[POLECENIA]:
1. Wymień wszystkie czynniki, które według fragmentu wpływają na jakość nagrania.
2. Zwróć w niezmienionej postaci wszystko z fragmentu, od słów „Producenci urządzeń elektronicznych” w dół aż po słowa „oceny dowodowego nagrania.”.

[FRAGMENT]:
Opinia (k.931 i nast.) i wysłuchanie S. P. (2) (k.954 i nast.) potwierdziły, że wysoce prawdopodobnym jest, że ujawniona data „1.05.2013 r.” była efektem rozładowania baterii dyktafonu, co związane jest następnie – po jej naładowaniu – z mierzeniem czasu od punktu ustalonego przez producenta, a nie wg rzeczywistych „mierników” (k.955 i 955v). Biegły wykluczył również to, aby jakiekolwiek ujawnione w toku badań dane wskazywały na manipulowanie w strukturze pliku, ingerowanie w jego zapis (k.955v). Wykazane różnice pomiędzy długością pliku dowodowego wynikającą z daty utworzenia i modyfikacji – co zostało zapisane w metadanych – mogą mieć różne źródło (k.957), ale w ocenie sądu nie było konieczności kontynuacji opiniowania (tj. „serii eksperymentów” k.957) na ten temat (zob. powody k.994).

Producenci urządzeń elektronicznych - w tym rywalizując na rynku o klienta - stosują różne rozwiązania, wgrywają rozmaite programy, a te mają wiele wersji, które zmieniają się w czasie. Ich użytkowanie (jego sposób) również może zakłócać, czy też wpływać na charakter zapisywanych danych związanych z określonym plikiem elektronicznym (utrwalonym w jego pamięci). Stąd też zapisane informacje z zakresu właściwości plików – zupełnie niezwiązane z ich merytoryczną treścią (znaczniki czasowe, „objętościowe” itp.) – nie muszą odpowiadać rzeczywistości. Z punktu widzenia istoty procesu są to kwestie drugorzędne, a zebrany materiał dowody daje podstawy do jednoznacznej oceny dowodowego nagrania.

Istotne fragmenty nagrania zostały odtworzone na rozprawie (k.948v-950, 957v-958v). Bezpośrednie zapoznanie się z treścią pliku również - jeśli nie przede wszystkim - nie pozostawia wątpliwości co do jego autentyczności. Zakłócenia, dźwięki, odgłosy w tle niewątpliwie wpływają na jakość nagrania utrudniając całościowe zrozumienie wszystkich wypowiadanych zwrotów7, ale z drugiej strony dowodzą jego autentyczności. Gdyby bowiem ktoś chciał stworzyć nieprawdziwy zapis, to dążyłby nie tylko do tego, aby był on dobrej jakości, ale również, aby był zrozumiały i nie podlegał modyfikacji znaczeniowej zawsze możliwej w przypadku tłumaczenia z języka obcego. Trudno sobie wyobrazić sytuację, w której ktoś zainteresowany zdobyciem nierzetelnego dowodu (pliku dźwiękowego) związanego z istotą zarzutów, wykonuje taki ogrom skomplikowanych czynności technicznych (o ile w ogóle jest to możliwe) kompilując wiele fragmentów różnych zapisów w dwóch językach (polski i angielski) trwających łącznie 2:43:04 (płyta k.162).

[WIERSZE DANYCH]:
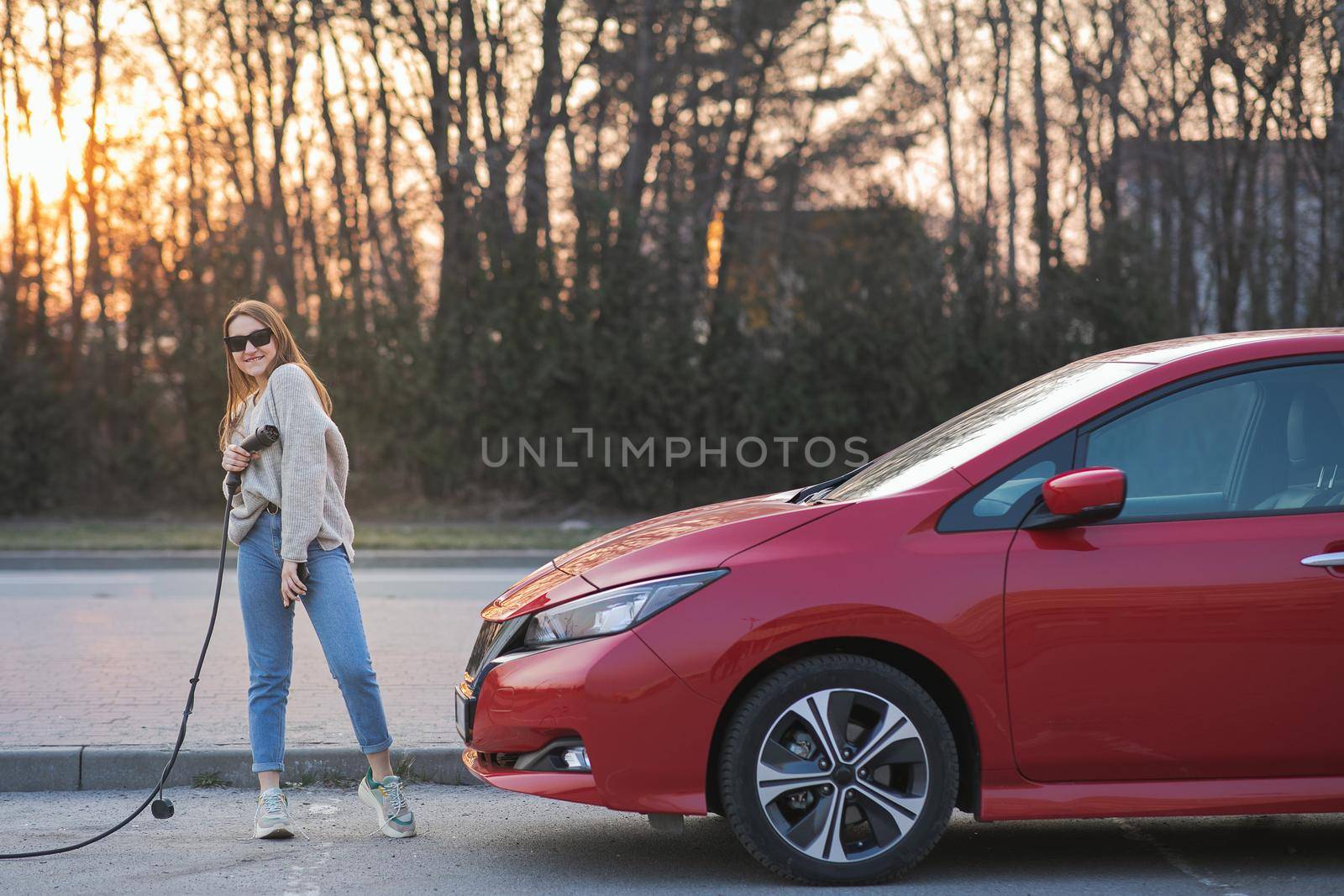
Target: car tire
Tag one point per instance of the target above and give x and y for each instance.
(866, 819)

[ROZWIĄZANIA]:
1. Zakłócenia, dźwięki, odgłosy w tle

2.
Producenci urządzeń elektronicznych - w tym rywalizując na rynku o klienta - stosują różne rozwiązania, wgrywają rozmaite programy, a te mają wiele wersji, które zmieniają się w czasie. Ich użytkowanie (jego sposób) również może zakłócać, czy też wpływać na charakter zapisywanych danych związanych z określonym plikiem elektronicznym (utrwalonym w jego pamięci). Stąd też zapisane informacje z zakresu właściwości plików – zupełnie niezwiązane z ich merytoryczną treścią (znaczniki czasowe, „objętościowe” itp.) – nie muszą odpowiadać rzeczywistości. Z punktu widzenia istoty procesu są to kwestie drugorzędne, a zebrany materiał dowody daje podstawy do jednoznacznej oceny dowodowego nagrania.